Image-grounded pointing data:
-.-.-

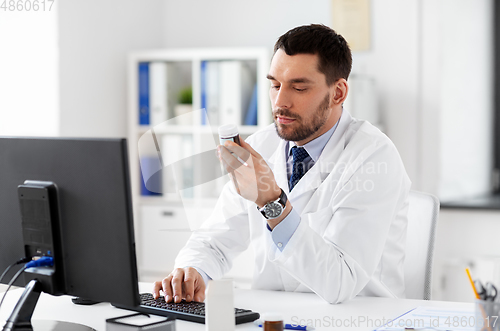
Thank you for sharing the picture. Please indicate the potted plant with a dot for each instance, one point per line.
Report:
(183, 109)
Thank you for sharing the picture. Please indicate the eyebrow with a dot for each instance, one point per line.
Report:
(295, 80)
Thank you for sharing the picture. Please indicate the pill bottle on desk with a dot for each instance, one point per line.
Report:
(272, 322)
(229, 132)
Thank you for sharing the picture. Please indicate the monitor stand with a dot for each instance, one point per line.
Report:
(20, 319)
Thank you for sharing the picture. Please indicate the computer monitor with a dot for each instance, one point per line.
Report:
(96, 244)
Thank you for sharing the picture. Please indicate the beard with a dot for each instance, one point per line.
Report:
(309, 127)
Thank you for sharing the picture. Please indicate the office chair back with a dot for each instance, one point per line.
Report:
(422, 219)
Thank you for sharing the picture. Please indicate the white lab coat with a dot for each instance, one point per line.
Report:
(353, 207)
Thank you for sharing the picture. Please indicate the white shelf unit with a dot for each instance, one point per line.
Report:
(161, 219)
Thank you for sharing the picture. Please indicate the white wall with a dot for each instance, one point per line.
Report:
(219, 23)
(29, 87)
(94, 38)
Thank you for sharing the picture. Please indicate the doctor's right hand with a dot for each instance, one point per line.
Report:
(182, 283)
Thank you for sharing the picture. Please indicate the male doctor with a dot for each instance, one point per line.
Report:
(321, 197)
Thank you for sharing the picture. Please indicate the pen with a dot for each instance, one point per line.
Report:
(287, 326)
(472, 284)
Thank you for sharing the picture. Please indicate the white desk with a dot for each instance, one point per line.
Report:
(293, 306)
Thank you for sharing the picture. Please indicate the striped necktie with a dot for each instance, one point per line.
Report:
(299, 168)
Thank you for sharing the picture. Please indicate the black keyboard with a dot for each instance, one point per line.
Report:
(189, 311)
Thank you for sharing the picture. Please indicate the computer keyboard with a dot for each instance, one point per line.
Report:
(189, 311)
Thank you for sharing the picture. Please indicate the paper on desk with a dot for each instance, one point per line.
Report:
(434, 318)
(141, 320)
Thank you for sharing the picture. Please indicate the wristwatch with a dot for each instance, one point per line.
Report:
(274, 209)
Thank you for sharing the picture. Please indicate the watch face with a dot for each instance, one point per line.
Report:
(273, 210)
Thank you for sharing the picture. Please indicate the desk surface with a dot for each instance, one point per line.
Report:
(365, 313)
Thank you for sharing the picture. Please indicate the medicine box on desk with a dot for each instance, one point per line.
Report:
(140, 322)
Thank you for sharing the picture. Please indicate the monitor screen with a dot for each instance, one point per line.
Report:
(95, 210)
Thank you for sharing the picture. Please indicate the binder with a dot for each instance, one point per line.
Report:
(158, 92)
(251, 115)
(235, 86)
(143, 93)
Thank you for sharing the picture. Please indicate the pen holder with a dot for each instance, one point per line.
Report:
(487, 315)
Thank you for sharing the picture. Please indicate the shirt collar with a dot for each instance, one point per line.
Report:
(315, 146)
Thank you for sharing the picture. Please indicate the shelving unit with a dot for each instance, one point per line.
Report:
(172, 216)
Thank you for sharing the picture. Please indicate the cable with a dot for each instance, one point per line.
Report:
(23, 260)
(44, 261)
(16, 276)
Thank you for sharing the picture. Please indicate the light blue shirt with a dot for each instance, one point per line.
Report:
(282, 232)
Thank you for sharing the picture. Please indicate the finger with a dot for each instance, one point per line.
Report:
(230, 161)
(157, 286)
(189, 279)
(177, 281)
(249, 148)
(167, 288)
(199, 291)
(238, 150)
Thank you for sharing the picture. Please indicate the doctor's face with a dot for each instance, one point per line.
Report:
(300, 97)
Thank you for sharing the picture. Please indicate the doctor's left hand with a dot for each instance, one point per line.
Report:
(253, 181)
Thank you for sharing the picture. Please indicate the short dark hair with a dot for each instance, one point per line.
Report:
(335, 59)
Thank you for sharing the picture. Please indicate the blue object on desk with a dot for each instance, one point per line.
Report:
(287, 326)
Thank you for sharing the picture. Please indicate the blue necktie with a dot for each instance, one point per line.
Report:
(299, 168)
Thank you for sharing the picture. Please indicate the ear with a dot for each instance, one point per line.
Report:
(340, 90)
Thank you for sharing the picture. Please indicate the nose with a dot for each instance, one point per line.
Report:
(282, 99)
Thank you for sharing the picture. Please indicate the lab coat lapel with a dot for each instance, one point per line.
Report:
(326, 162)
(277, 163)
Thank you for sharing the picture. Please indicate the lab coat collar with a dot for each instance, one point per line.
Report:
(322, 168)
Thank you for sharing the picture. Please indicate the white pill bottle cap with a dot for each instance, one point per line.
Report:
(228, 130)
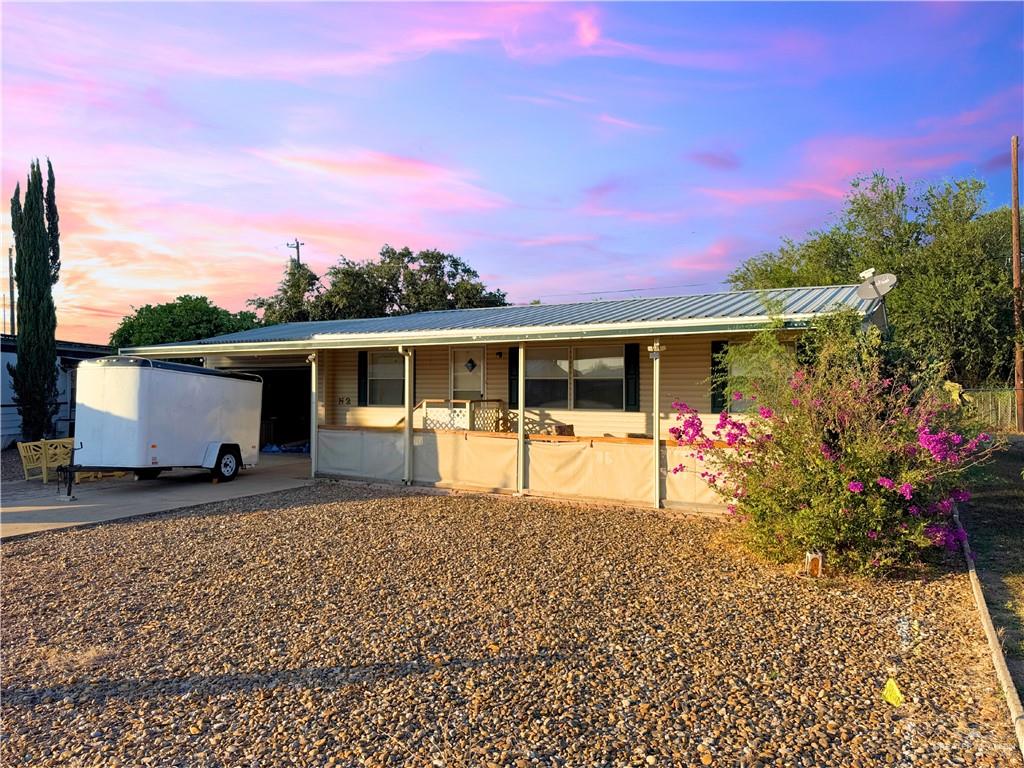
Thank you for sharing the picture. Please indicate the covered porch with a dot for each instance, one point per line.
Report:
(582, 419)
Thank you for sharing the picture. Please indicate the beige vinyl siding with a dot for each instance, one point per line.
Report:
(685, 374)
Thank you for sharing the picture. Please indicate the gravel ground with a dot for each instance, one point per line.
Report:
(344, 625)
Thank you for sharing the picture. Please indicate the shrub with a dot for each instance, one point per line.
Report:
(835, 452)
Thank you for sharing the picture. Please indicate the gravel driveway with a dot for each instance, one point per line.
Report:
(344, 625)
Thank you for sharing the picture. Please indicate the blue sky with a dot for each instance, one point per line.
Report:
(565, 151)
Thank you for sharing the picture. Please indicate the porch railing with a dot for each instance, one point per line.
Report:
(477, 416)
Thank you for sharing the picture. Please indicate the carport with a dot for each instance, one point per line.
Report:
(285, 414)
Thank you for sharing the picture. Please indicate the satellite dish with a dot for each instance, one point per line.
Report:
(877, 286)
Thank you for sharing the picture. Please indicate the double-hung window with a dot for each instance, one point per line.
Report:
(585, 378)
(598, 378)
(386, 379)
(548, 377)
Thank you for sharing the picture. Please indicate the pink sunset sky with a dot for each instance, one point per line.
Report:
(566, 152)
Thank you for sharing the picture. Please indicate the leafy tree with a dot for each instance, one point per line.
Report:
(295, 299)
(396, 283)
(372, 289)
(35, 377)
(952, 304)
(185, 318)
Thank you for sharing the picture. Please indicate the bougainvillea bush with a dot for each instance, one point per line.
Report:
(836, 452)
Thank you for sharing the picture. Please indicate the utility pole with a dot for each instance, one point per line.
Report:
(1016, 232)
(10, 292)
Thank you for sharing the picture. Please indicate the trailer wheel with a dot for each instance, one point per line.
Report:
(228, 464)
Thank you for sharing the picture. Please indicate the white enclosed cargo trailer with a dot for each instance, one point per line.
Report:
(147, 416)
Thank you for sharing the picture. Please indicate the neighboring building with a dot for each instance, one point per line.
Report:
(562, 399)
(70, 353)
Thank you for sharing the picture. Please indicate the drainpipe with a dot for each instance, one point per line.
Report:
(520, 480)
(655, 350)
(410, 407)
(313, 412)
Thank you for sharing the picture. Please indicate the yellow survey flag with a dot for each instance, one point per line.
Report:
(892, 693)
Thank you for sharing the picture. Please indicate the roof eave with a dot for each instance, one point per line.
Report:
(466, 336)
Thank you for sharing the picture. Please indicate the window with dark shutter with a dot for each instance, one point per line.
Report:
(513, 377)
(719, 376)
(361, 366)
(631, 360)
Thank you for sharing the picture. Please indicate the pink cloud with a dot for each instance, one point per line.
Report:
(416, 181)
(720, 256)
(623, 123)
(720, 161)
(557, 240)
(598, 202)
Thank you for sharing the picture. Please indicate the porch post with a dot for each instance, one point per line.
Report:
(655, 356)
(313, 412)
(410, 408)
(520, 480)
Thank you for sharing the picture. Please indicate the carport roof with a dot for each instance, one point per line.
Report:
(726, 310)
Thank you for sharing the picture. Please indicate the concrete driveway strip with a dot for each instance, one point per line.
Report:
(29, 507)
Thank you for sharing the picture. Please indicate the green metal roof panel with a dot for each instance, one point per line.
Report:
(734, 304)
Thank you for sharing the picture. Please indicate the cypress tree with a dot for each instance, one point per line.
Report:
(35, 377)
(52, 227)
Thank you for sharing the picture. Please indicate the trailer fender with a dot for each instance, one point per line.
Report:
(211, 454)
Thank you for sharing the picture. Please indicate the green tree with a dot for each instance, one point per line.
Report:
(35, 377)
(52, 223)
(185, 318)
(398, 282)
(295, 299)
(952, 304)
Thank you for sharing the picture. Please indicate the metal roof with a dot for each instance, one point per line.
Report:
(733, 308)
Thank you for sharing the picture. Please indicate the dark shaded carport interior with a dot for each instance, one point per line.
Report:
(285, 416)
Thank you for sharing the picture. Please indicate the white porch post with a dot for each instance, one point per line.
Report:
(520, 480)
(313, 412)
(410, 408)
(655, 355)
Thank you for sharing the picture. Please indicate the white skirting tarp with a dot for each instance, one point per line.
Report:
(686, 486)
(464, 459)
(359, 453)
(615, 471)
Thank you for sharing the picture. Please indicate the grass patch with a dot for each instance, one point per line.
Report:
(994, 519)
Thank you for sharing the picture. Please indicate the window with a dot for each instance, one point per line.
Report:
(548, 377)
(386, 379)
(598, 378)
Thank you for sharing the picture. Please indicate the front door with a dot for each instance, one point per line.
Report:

-.-.-

Work required. Please show every line above that includes the word "collar".

Response to this task.
Thank you for sharing the picture. Please indicate the shirt collar with a dot for each instance, one point per line.
Thank you for sharing the picture. Please indicate the lab coat collar with a dot for each instance, one point per line.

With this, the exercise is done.